Page text —
= = = = = = =

Have you ever considered use of the Snelgrove division board? Are you familiar with the Taranov manouver? 

I have no experience with fume boards but I don't find the idea appealing.


----------



## blamb61 (Apr 24, 2014)

I've watched videos of the Taranov manouver. That is what gave me the idea for this. You end up in in the same configuration from what I've watched. I'm horrible at finding queens and I wouldn't need to pull frames to do this.


----------



## fieldsofnaturalhoney (Feb 29, 2012)

3-4 boxes to escape to? How many boxes are you running them out of? Sounds like a lot of time/work, & you would definitely need a fume board that has a solar top. I have never tried to run a queen & everyone else out of brood boxes, but even when running them out of honey supers, it is quicker with a solar fume board, but still takes time. I have never heard of bee repellent being hard on brood. Not understanding your ultimate purpose. Trying to run a two queen colony, swarm control, or? Why not just make nucleus colonies or vertical splits, as suggested?


----------



## little_john (Aug 4, 2014)

blamb61 said:


> The new hive will have the old queen and the nurse bees. The old hive will have all the fly-backs and the capped and open brood to raise a new queen.


I can't see the attraction of this - I just don't 'get it' - and the use of a fume board sounds bloody awful to me.

IF (big IF) the purpose is to make a split by separating the Queen and Nurse Bees from the colony, and leaving open and sealed brood behind to be cared for by foragers on the old stand (which it sounds like) - then you could achieve the same result by moving the original box to a new stand, and shaking-off the queen (carefully) and the nurse bees and moving those bee-less frames back to a box on the old stand ....

*... BUT (big BUT), you write "The old hive will have all the fly-backs and the capped and open brood to raise a new queen." BIG MISTAKE. *

It is perfectly true that foragers have the ability to revert to nurse bees - given a few days - and the youngest of the foragers will most certainly be able to do this - BUT - in order for a colony to raise it's own queen it needs lots of nurse bees, and not just any old nurse bees - but nurse bees which are already in feeding mode - and you won't have these in that colony for several days.

The result will be (at best) a scrub queen - is that what you really want ? Strongly suggest you re-think this 'technique' again. There are sound underlying reasons why certain procedures have become pretty-much 'standard' amongst beekeepers - and that's because they work.

The basic principle underpinning any self-queening split is that the old queen stays with the foragers, and the open brood (the potential new queen) stays with the nurse bees - the more nurse bees, the better quality any resulting queen(s) will be.

LJ


----------

= = = = = = =

Objective 1 —
Reproduce the beekeeping forum thread from "IF (big IF)" to "old stand ...." without any changes.
The beekeeping forum thread and the rows that come after it are from unrelated sources.

[Data items]
= = = = = = =

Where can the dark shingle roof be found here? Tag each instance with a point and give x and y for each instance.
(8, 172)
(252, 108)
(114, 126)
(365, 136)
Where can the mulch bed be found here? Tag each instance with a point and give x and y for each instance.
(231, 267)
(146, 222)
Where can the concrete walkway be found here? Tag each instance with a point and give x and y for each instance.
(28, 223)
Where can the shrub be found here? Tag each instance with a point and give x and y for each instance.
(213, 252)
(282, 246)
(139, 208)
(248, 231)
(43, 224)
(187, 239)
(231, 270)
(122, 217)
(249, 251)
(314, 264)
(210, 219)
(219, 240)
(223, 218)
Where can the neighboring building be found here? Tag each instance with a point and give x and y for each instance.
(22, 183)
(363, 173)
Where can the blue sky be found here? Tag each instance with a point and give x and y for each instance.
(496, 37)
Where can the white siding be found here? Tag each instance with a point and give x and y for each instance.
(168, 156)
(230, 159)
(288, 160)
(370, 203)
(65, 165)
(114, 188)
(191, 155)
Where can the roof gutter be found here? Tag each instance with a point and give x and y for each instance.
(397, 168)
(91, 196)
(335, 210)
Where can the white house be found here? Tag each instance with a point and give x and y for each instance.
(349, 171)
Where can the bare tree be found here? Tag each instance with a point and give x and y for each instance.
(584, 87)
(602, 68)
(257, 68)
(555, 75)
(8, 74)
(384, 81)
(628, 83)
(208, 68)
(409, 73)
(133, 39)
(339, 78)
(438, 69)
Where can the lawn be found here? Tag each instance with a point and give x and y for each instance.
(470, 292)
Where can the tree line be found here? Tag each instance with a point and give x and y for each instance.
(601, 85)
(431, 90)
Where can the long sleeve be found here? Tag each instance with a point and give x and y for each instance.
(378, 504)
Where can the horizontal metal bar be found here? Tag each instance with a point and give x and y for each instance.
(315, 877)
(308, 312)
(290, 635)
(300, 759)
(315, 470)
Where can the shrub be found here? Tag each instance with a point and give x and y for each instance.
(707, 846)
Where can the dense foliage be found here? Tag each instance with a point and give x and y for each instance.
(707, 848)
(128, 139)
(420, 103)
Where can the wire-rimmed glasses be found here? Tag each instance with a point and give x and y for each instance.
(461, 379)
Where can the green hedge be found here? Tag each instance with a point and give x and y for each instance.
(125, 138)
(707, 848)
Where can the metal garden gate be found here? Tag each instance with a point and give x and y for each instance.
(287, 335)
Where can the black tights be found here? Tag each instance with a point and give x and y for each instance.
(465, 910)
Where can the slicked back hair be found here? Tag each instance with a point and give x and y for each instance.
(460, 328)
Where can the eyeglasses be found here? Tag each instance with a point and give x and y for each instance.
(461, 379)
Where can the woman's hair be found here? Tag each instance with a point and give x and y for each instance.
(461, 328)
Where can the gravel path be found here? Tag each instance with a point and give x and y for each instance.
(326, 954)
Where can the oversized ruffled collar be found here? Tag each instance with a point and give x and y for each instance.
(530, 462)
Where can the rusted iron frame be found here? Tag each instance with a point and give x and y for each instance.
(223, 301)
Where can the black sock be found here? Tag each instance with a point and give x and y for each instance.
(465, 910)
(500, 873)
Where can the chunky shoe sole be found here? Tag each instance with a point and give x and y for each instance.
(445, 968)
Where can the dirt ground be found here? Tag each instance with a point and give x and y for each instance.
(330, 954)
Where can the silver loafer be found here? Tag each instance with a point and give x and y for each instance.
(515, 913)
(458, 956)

= = = = = = =

Objective 2 —
How many rows contain the string "white"? Case counts, and reply with the number alone.

Correct answer 1 —
IF (big IF) the purpose is to make a split by separating the Queen and Nurse Bees from the colony, and leaving open and sealed brood behind to be cared for by foragers on the old stand (which it sounds like) - then you could achieve the same result by moving the original box to a new stand, and shaking-off the queen (carefully) and the nurse bees and moving those bee-less frames back to a box on the old stand ....

Correct answer 2 —
2